REQUIRED WORK: Write down everything in the induction post below, from "Now assume true" down to "the assumption here.", word for word.

QUOTED PASSAGE:

• • • • •

Basic analysis: Proof by induction on sets

[K29]

Homework Statement

Prove by induction that the set $$[a_{n} | n_{0}\leq n \leq n_{1}]$$ is bounded.
$$a_{n}$$ are the elements of the sequence $$(a_{n})$$
$$n \in N$$

Homework Equations

Definition of set bounded above:
$$\forall x \in S, \exists M \in R$$ such that $$x \leq M$$

The Attempt at a Solution

Just proving its bounded above here...

Base step: $$[a_{1}]$$ The set has only 1 element and
$$a_{1} \leq a_{1} +1$$

Now assume true for $$a_{n}$$
$$[a_{n}|n_{0}\leq n \leq n_{1}]$$
and $$\exists M \in R$$ such that $$a_{n} \leq M, <br /> forall a_{n}$$

For $$[a_{n+1}|n_{0} \leq n+1 \leq n_{1} ]$$
... well I'm not really sure what to do here. Normally you use the assumption to prove it true for n+1, but I'm not sure how to incorporate the assumption here.

• • • • •

DATA ENTRIES:
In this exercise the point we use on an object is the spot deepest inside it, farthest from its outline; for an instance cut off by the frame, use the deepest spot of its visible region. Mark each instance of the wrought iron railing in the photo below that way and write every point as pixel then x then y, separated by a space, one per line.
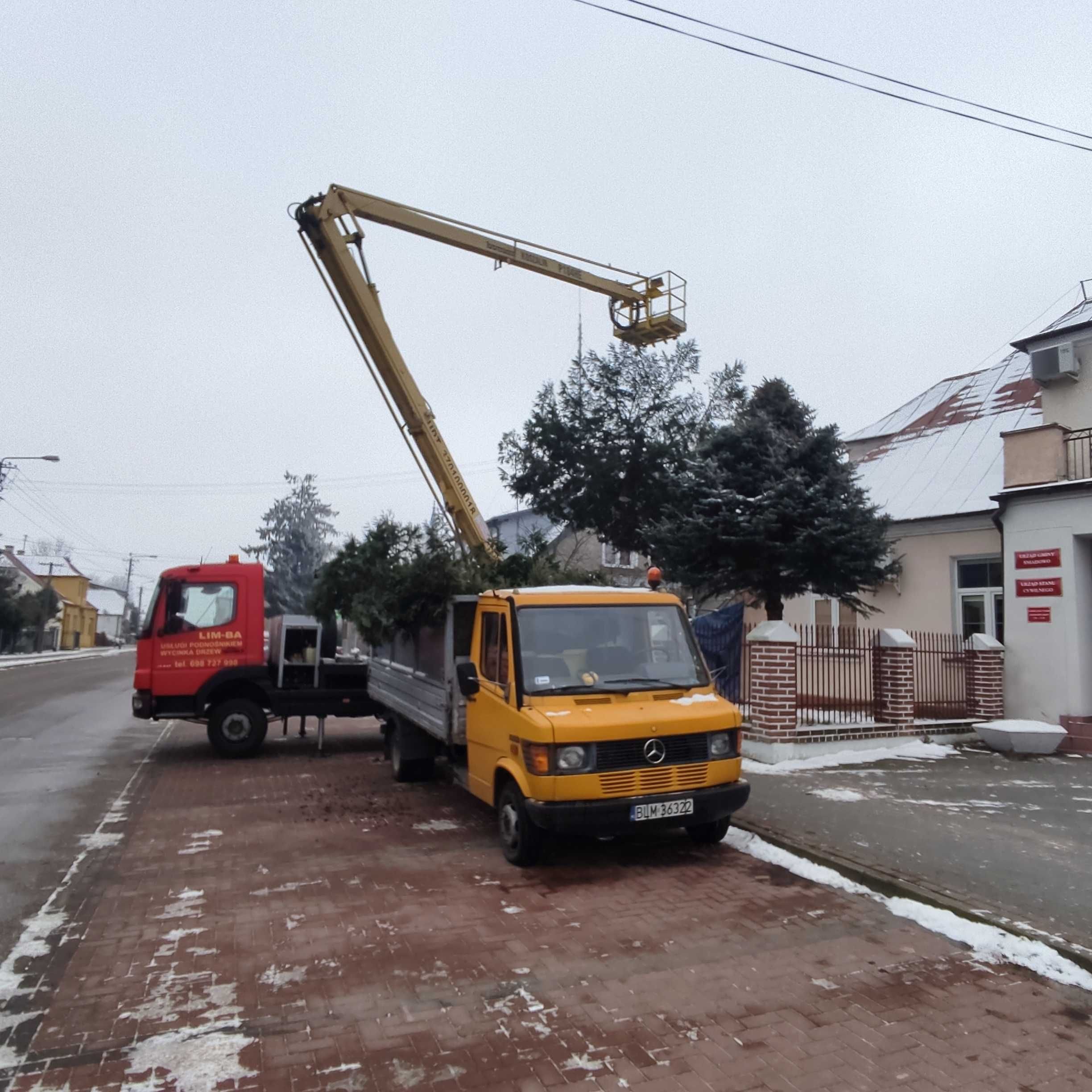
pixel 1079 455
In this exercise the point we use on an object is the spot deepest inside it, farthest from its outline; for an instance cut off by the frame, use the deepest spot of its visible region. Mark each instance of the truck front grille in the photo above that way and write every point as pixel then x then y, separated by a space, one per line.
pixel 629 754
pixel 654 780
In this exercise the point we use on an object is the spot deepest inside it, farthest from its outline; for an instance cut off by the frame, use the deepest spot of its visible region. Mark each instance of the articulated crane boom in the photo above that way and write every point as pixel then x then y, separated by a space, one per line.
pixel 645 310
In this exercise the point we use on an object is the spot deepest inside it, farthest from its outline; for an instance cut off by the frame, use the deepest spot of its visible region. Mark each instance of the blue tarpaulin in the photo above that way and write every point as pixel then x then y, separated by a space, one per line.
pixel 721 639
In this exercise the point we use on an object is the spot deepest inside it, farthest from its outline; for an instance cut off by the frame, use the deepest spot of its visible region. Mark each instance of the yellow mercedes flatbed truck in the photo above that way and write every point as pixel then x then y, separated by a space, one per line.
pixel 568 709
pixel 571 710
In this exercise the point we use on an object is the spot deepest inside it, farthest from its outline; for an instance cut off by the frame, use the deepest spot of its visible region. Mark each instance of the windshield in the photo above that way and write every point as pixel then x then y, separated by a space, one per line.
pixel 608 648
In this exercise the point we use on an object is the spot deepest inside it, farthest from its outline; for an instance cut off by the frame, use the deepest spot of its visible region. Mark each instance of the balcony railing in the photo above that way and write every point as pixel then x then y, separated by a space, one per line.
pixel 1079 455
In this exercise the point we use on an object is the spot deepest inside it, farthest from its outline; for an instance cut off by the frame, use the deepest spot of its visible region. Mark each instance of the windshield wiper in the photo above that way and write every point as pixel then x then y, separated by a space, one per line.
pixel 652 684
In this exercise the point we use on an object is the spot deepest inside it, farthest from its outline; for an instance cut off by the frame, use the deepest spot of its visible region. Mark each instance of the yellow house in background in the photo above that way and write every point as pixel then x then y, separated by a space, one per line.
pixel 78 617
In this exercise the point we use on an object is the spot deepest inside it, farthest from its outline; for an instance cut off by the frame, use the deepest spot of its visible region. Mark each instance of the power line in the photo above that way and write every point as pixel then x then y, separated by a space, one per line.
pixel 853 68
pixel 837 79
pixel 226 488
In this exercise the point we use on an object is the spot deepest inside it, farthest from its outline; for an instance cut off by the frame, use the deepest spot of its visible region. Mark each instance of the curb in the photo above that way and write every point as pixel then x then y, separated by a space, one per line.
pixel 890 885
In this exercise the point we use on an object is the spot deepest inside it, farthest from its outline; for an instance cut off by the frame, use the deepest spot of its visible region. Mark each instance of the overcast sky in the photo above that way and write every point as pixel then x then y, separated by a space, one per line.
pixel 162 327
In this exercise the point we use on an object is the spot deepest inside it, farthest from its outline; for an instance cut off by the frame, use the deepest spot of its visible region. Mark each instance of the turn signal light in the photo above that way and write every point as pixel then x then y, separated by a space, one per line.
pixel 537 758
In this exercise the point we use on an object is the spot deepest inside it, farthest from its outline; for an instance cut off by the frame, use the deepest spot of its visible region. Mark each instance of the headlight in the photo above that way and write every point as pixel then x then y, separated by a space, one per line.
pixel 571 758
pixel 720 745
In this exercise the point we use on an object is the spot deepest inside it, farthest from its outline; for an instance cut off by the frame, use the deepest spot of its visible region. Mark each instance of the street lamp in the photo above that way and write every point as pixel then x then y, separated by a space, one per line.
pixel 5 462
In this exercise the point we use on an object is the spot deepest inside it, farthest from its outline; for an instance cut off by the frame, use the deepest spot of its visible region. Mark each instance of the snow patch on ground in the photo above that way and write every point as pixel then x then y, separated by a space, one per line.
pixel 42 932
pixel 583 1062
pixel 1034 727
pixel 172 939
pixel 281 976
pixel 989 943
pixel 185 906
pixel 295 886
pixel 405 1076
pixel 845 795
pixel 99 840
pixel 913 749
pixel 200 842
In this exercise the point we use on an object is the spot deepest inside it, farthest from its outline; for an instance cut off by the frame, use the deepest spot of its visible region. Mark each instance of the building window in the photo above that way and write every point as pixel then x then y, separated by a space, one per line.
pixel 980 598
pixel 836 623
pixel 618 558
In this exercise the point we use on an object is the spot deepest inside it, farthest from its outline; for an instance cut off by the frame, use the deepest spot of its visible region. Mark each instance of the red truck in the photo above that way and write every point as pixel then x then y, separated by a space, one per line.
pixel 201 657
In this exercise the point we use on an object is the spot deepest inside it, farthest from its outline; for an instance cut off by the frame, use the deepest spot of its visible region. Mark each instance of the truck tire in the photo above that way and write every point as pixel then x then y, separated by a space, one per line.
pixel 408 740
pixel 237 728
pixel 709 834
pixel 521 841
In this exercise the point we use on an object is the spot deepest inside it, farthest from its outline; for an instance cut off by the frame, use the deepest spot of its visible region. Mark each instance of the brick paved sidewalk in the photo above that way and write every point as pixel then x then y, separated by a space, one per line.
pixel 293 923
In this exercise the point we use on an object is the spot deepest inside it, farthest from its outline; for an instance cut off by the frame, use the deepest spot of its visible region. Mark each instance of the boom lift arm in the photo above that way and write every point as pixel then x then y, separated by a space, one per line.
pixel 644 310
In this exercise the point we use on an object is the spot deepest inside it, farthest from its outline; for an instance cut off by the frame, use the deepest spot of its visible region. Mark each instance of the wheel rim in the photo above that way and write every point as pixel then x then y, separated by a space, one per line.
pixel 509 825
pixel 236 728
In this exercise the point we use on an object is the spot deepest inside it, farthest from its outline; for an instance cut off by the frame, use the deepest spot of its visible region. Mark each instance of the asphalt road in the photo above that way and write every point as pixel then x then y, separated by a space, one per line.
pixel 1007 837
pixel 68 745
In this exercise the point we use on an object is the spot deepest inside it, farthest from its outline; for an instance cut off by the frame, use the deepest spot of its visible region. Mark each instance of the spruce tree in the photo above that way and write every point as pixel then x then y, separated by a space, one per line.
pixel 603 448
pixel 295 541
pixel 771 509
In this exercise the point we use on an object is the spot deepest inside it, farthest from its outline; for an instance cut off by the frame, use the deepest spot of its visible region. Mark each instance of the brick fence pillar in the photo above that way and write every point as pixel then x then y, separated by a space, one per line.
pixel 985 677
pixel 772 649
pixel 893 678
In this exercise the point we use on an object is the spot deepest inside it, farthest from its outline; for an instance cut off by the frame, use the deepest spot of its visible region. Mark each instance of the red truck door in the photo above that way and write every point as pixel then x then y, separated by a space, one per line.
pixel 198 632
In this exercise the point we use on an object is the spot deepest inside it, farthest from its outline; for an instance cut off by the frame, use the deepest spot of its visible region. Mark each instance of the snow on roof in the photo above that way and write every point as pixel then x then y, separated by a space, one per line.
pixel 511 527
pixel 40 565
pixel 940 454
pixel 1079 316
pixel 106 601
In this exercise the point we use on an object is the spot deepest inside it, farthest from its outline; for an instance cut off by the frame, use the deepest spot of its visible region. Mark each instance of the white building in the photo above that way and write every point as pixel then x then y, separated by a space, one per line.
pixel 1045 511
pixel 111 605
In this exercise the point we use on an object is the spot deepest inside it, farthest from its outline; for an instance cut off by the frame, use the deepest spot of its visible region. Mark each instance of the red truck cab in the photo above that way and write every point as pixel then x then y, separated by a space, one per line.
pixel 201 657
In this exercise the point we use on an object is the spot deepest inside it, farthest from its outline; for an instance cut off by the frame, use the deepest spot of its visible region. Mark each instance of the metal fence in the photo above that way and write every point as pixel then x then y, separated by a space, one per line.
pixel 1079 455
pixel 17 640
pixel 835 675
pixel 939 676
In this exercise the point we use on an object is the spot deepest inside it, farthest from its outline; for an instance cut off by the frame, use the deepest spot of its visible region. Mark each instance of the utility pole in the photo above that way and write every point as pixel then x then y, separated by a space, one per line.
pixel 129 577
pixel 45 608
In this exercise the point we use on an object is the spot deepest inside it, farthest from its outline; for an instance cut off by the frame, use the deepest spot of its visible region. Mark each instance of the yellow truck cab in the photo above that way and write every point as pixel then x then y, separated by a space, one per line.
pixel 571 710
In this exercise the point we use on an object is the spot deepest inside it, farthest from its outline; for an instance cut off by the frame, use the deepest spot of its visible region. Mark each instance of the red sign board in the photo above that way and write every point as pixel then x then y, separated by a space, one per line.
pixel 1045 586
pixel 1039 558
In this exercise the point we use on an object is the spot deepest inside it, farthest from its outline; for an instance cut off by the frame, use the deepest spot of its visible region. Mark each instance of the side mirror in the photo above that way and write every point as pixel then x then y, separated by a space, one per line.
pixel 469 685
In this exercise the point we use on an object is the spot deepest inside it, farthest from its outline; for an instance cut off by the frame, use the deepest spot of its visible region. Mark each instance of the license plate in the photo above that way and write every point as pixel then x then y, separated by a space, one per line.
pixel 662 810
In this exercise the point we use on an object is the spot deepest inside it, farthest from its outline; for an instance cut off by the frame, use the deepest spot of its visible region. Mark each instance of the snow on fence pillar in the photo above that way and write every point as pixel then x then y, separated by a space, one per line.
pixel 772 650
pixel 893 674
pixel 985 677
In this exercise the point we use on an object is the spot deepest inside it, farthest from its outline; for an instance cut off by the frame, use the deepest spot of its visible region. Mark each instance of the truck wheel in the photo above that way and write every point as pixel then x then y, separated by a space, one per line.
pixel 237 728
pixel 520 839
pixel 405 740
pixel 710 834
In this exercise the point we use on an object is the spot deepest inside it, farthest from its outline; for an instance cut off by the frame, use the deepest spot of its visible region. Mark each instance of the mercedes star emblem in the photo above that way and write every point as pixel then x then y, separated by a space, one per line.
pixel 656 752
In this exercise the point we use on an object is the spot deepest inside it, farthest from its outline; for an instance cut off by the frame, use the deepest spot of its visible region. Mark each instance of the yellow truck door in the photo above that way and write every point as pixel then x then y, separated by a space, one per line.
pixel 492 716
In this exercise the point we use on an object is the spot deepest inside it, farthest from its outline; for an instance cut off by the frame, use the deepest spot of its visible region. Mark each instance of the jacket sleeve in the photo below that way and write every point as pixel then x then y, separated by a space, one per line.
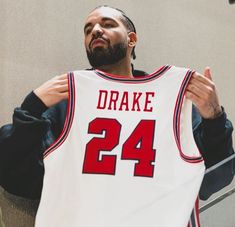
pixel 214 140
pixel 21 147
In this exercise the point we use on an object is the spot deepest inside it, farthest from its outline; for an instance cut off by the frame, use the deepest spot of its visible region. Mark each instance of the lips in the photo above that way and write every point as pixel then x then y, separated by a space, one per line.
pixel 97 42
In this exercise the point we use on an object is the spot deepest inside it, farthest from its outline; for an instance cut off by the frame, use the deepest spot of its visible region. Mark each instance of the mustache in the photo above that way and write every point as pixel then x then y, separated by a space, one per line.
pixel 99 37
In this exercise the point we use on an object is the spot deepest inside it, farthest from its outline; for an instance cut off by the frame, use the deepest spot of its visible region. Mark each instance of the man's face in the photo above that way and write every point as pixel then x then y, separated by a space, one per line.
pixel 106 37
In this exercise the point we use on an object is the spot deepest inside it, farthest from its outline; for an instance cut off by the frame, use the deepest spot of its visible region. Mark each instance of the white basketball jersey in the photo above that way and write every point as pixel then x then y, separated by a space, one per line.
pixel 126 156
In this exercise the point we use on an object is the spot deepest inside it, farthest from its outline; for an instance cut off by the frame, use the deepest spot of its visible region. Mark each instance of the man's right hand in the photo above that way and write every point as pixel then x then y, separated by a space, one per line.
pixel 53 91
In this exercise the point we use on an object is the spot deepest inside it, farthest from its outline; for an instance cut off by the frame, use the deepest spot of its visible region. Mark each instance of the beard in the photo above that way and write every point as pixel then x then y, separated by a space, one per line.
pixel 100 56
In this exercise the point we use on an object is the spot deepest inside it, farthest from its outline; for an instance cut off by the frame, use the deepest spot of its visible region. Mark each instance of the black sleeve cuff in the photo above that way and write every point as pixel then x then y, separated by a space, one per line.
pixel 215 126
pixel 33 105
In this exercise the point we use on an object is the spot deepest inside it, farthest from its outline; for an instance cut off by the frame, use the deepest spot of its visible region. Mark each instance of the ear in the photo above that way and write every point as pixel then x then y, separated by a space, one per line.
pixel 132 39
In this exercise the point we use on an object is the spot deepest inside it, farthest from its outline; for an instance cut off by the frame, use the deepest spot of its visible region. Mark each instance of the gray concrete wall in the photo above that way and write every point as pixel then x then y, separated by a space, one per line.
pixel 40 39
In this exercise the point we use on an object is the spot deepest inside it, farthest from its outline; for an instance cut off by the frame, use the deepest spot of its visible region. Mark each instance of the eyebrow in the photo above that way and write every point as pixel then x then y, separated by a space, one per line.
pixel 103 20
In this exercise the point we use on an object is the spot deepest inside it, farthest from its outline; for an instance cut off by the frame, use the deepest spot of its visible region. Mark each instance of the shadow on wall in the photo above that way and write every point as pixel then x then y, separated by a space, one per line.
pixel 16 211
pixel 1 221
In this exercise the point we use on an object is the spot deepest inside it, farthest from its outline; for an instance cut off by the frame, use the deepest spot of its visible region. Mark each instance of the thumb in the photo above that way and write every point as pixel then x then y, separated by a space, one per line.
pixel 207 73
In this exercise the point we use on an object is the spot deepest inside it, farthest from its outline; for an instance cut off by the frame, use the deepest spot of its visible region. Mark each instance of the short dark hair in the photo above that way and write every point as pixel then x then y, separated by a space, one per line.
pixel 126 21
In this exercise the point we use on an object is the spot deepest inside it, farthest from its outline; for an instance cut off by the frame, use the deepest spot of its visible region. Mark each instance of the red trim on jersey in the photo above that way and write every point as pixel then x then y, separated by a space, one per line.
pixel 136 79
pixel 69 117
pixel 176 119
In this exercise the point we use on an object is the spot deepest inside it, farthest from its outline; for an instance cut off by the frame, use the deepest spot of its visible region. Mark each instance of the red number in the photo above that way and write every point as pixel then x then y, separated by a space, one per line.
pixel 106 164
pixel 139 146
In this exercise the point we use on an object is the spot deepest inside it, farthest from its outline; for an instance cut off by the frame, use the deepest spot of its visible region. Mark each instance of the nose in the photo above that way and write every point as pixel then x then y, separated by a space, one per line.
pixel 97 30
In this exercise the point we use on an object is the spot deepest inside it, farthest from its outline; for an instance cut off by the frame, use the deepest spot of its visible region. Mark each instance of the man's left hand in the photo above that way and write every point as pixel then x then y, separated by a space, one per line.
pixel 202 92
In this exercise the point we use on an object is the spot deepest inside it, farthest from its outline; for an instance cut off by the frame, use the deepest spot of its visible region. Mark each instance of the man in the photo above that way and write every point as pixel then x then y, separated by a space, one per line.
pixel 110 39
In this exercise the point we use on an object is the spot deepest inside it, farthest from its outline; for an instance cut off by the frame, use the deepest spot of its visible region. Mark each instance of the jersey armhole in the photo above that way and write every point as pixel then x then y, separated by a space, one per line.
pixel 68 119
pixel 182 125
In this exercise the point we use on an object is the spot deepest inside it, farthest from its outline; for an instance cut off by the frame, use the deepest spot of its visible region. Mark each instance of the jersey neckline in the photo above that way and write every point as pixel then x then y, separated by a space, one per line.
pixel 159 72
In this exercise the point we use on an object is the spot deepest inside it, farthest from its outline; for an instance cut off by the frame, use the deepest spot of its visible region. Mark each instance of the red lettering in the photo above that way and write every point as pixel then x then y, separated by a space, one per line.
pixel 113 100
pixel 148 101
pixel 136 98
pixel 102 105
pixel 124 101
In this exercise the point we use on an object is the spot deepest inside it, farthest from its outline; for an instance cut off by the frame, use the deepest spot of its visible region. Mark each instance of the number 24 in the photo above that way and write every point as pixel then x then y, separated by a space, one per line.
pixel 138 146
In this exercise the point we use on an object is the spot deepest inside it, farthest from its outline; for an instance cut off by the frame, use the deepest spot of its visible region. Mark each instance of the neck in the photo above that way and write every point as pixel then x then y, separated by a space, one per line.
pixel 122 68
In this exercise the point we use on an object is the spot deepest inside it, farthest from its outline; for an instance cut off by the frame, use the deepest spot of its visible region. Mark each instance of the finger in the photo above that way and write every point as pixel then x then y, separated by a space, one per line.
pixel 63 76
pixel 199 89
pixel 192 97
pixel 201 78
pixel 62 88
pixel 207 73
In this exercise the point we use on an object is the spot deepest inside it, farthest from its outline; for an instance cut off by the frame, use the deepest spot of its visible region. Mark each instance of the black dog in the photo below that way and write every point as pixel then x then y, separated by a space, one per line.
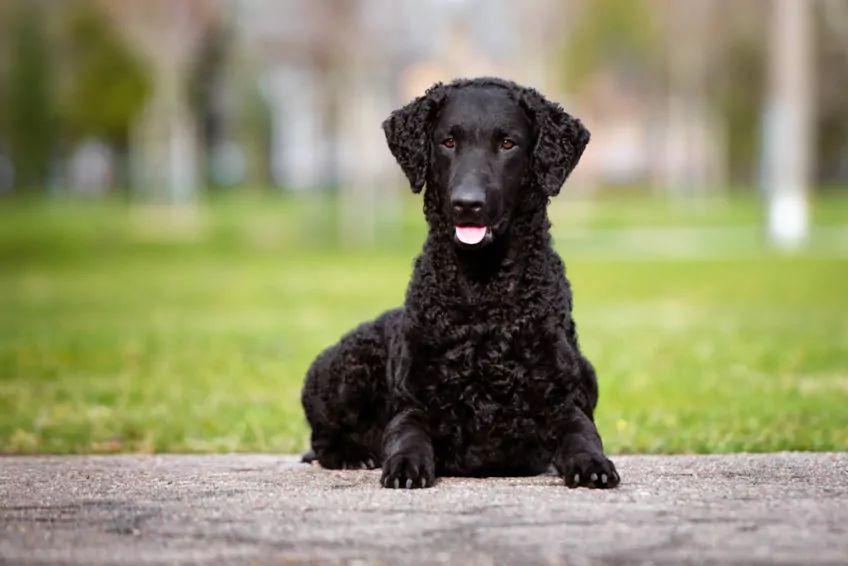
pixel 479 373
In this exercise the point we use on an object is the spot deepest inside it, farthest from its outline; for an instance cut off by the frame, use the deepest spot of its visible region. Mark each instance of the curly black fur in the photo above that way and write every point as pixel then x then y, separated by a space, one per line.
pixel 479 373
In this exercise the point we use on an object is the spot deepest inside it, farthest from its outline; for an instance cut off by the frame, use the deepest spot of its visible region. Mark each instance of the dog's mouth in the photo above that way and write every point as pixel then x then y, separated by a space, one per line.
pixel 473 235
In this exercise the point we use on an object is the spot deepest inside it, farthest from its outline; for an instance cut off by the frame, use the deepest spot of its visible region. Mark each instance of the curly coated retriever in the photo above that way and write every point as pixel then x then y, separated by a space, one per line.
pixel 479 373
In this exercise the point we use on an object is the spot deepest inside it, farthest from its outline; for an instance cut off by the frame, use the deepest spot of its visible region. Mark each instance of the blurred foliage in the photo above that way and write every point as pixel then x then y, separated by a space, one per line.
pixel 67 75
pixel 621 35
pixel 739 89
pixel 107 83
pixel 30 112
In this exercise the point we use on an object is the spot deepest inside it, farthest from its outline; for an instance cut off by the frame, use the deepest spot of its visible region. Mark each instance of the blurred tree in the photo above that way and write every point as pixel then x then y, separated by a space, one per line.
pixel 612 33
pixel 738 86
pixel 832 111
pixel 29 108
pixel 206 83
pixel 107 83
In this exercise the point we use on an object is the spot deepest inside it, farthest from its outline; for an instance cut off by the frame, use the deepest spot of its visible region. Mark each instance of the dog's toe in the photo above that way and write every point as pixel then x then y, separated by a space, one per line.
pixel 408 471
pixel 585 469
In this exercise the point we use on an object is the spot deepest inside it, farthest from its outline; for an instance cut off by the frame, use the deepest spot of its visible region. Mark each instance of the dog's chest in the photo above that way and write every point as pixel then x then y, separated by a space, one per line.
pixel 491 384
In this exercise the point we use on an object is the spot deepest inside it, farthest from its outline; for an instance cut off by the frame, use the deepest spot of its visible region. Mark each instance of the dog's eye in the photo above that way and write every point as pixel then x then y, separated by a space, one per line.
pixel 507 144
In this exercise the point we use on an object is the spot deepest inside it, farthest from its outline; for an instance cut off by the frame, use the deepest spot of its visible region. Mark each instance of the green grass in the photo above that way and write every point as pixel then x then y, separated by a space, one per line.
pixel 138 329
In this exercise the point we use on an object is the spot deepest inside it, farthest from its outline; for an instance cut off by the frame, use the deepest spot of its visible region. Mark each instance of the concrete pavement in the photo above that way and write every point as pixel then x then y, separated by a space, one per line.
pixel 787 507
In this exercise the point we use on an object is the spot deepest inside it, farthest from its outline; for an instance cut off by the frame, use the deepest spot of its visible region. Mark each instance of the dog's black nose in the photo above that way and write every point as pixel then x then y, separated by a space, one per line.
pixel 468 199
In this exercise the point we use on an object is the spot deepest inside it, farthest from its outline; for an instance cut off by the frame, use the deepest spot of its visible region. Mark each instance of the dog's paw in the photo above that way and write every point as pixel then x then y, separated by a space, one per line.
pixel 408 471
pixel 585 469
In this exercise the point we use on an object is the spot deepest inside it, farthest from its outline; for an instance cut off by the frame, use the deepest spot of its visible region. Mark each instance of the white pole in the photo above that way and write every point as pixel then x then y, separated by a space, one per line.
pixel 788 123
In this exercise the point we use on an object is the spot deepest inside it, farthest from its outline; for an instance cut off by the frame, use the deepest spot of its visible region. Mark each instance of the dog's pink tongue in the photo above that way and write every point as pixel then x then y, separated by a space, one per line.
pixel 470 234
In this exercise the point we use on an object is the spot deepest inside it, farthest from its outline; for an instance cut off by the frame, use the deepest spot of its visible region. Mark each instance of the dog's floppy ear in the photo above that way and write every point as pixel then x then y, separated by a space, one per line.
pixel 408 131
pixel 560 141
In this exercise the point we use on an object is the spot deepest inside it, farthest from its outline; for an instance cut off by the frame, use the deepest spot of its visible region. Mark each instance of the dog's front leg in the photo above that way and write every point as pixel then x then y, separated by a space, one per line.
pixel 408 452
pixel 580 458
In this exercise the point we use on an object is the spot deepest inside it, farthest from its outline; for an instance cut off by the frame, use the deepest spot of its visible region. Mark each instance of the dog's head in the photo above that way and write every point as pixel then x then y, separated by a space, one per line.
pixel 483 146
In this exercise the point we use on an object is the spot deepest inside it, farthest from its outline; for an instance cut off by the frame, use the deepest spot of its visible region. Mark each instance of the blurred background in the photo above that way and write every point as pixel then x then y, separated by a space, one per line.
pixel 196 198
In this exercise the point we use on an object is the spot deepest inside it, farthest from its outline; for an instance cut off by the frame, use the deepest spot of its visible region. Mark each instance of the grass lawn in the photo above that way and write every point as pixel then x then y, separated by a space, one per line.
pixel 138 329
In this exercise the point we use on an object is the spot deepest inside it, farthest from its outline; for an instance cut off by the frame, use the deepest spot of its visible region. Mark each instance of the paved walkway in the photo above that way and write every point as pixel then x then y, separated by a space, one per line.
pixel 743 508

• • • • •

TASK SOLUTION:
Now assume true for $$a_{n}$$
$$[a_{n}|n_{0}\leq n \leq n_{1}]$$
and $$\exists M \in R$$ such that $$a_{n} \leq M, <br /> forall a_{n}$$

For $$[a_{n+1}|n_{0} \leq n+1 \leq n_{1} ]$$
... well I'm not really sure what to do here. Normally you use the assumption to prove it true for n+1, but I'm not sure how to incorporate the assumption here.